Material for the task —
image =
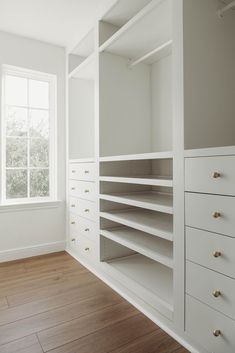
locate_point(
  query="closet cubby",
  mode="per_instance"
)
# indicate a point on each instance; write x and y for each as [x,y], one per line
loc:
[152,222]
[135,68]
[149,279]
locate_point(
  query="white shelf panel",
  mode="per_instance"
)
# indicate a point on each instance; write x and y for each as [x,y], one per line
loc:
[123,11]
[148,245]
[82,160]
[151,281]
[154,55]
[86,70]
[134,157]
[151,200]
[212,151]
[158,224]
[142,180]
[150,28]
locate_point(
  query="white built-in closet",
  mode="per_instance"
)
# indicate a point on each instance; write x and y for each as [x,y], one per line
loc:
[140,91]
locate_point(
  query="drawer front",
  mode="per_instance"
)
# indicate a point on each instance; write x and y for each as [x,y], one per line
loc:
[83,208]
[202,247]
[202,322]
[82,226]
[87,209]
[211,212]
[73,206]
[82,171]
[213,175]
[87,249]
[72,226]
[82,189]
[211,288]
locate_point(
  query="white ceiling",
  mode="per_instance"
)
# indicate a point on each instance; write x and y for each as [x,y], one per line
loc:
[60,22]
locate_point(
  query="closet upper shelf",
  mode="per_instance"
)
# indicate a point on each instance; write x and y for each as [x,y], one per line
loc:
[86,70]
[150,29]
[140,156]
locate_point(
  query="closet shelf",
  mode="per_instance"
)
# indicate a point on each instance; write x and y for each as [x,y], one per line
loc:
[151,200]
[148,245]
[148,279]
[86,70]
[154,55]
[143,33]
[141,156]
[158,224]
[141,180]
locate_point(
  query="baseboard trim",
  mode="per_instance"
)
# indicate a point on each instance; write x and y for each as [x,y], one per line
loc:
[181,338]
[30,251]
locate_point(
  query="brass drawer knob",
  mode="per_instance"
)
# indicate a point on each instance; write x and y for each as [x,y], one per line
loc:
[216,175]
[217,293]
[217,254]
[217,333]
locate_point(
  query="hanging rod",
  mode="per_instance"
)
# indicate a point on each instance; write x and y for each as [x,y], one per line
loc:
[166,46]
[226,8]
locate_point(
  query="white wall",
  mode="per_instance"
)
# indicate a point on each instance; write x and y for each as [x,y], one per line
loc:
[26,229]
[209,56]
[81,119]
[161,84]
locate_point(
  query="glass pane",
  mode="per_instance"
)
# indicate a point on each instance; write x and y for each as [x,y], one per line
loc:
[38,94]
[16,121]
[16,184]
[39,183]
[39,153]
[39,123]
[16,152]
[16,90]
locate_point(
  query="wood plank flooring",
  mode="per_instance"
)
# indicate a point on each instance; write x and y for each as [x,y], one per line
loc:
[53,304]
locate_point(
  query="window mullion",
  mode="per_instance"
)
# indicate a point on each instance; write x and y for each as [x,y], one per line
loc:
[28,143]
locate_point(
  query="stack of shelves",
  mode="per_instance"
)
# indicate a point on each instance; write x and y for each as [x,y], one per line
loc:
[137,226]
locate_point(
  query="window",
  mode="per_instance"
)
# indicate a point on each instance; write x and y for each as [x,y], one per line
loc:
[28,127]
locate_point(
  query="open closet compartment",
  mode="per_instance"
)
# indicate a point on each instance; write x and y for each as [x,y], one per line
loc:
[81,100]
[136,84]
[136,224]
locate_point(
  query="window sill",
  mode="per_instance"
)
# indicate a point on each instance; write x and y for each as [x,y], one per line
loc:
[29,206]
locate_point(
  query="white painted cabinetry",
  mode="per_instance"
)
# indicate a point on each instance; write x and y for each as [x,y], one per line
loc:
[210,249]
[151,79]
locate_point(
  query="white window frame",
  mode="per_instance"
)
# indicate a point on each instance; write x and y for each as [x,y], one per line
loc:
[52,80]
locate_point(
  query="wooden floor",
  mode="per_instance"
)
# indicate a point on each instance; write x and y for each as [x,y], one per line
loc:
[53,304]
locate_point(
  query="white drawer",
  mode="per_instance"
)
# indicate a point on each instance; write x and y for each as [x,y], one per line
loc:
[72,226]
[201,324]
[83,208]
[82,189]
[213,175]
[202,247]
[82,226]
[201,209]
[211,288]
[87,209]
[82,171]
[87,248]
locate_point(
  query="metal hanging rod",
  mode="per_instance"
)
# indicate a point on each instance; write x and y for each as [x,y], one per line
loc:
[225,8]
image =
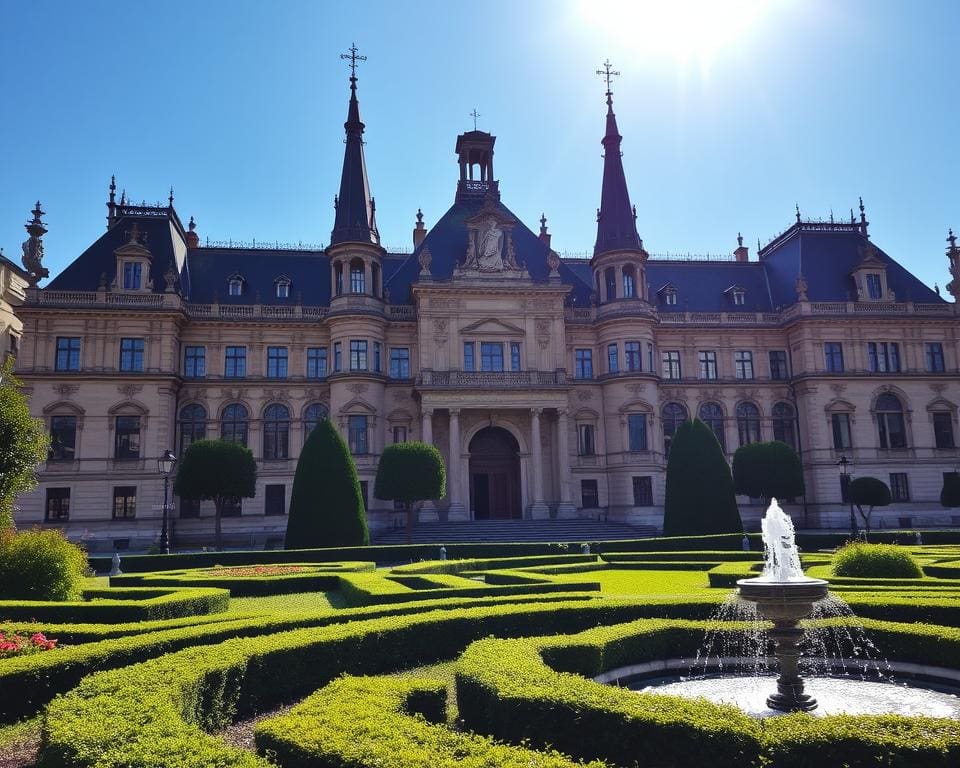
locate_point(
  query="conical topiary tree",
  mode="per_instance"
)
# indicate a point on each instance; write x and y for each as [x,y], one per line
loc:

What is being asked — The lines holding the string "hanging" are what is needed from the material above.

Response area —
  query="hanging rod",
  query="metal hanging rod",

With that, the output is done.